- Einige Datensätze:
---

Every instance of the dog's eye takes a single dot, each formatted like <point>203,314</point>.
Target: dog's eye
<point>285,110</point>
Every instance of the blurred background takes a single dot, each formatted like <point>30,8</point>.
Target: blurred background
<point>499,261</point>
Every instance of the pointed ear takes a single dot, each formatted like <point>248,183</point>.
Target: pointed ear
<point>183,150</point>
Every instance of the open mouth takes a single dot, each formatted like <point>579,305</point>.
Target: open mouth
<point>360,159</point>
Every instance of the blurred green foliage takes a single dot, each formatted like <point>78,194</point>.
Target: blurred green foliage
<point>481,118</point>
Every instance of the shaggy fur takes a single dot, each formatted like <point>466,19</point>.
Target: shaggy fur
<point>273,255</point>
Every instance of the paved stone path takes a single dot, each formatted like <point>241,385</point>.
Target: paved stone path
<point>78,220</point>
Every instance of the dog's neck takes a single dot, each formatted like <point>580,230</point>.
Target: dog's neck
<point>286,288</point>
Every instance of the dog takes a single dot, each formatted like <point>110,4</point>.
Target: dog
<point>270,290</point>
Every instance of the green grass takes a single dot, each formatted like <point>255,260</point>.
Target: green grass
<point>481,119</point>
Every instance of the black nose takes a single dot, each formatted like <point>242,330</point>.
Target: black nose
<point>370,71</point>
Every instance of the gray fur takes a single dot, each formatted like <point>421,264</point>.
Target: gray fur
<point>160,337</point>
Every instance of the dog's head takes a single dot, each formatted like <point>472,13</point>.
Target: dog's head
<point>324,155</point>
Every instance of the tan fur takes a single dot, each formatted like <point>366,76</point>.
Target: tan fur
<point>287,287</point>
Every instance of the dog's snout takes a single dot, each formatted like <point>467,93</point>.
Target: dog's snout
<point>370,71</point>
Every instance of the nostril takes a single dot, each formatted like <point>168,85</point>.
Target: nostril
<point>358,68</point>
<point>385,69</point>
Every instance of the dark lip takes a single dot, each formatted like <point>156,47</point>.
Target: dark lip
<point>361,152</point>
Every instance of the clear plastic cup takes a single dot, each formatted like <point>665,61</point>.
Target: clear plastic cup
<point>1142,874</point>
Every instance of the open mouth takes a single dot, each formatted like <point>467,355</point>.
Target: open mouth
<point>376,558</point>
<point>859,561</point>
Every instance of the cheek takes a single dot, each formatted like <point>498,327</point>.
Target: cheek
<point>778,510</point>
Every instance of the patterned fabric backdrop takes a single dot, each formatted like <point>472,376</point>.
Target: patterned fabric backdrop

---

- ANWEISUNG:
Übernimm den Abschnitt vom Anfang der Datensätze bis einschließlich der Zeile, die "<point>285,110</point>" enthält, Zeichen für Zeichen.

- LÖSUNG:
Every instance of the dog's eye takes a single dot, each formatted like <point>203,314</point>.
Target: dog's eye
<point>285,110</point>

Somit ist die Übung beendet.